- **Consegne dell'esercizio**
**a)** Nel testo sul referendum della riforma Renzi-Boschi, che cosa vedono Pd e alleati nella vittoria del Sì?
**b)** Prosegui il testo sul referendum della riforma Renzi-Boschi dopo la sua ultima frase.

Negli ultimi giorni il Cavaliere è tornato a occupare vari spazi sui mezzi di comunicazione, dopo un lungo periodo di silenzio dovuto anche alle condizioni di salute.
Naturalmente, il tema politico principale non può che essere il referendum sulla riforma Renzi-Boschi, che sta letteralmente spaccando l’Italia in due. Non sempre, però, le posizioni ufficiali di una forza politica rispecchiano le convinzioni dei singoli esponenti: lo vediamo ad esempio nel Partito democratico, in cui la minoranza a capo Bersani rimane scettica, oppure nella confusa area centrista, dove vige una sorta di “liberi tutti”.
Di norma, la scelta di ogni partito riflette l’opportunità politica che l’occasione viene a rappresentare: per MoVimento 5 Stelle, Lega Nord e altri si tratta di una ghiotta opportunità per una spallata al governo; Pd e alleati, invece, vedono nella vittoria del Sì, né più né meno, il passepartout per arrivare dritti a fine legislatura.
Ci sono, poi, i contenuti della riforma, che mostrano una visione molto chiara delle istituzioni e in particolare del Parlamento, in cui ciascuna forza politica viene a riconoscersi, o a confliggere.
Alla luce di queste premesse, allora, è lecito dubitare della posizione “decisa” sul No di Silvio Berlusconi per vari motivi.

- **Dati forniti**

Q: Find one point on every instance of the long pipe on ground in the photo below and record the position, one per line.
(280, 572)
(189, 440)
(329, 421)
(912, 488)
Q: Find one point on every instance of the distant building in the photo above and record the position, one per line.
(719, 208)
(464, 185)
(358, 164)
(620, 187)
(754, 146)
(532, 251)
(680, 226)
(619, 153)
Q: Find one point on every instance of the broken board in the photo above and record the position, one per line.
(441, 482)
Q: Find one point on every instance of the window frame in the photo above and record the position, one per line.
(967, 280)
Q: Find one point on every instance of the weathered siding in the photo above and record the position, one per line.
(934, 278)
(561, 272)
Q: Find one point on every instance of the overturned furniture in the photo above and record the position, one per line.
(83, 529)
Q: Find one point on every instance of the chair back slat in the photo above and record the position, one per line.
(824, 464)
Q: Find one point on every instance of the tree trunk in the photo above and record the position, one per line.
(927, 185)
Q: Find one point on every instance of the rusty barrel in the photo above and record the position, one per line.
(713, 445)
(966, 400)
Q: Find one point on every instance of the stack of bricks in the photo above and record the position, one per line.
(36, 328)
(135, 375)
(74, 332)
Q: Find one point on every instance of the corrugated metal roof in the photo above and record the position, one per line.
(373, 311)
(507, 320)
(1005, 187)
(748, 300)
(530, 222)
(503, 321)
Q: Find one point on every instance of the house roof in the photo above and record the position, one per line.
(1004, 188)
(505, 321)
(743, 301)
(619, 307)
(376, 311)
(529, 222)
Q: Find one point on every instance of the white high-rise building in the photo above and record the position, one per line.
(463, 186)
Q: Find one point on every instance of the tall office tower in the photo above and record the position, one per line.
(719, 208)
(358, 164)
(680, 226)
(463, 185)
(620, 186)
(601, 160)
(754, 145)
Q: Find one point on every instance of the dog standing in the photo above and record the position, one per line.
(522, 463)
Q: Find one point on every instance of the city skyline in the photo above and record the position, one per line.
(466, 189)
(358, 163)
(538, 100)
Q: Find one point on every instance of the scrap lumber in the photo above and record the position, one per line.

- **Soluzioni dell'esercizio**
**a)** Il passepartout per arrivare dritti a fine legislatura.

**b)**
Un Sì segreto…ma non troppo
Tanto per cominciare, una vittoria netta del No, visto l’impegno molto più profondo in campagna elettorale, costituirebbe uno scalpo in mano contemporaneamente a Beppe Grillo e Matteo Salvini e, si sa, Berlusconi non gradisce stare nelle retrovie, soprattutto per due personaggi così ingombranti.
Un effetto diretto sarebbe l’ulteriore peso specifico della Lega Nord – e in particolare del suo leader – nella coalizione di centrodestra, già messa in subbuglio dalla vittoria di Trump, che ha riportato in voga le pressioni populiste, di fatto spedendo al capolinea i tentativi di un moderato come Stefano Parisi.
In aggiunta, lo ha confermato lo stesso Berlusconi a “Porta a porta”, le sue aziende preferiscono stare dalla parte del premier poiché “temono ritorsioni da chi ha il potere” per una non meglio precisata difesa dei risparmiatori. Quasi a voler confermare le Cassandre che nei giorni scorsi hanno previsto cataclismi economici in caso di affermazione del No (tra questi, il Financial Times).
Del resto, perché Berlusconi dovrebbe vedere di buon occhio una possibile caduta del governo? Sin qui, il programma di Renzi è coinciso, specie nelle misure economiche, su molti punti della dottrina storica del Cav: Jobs Act, eliminazione tassa sulla prima casa, rottamazione delle cartelle esattoriali tanto per citare alcuni interventi.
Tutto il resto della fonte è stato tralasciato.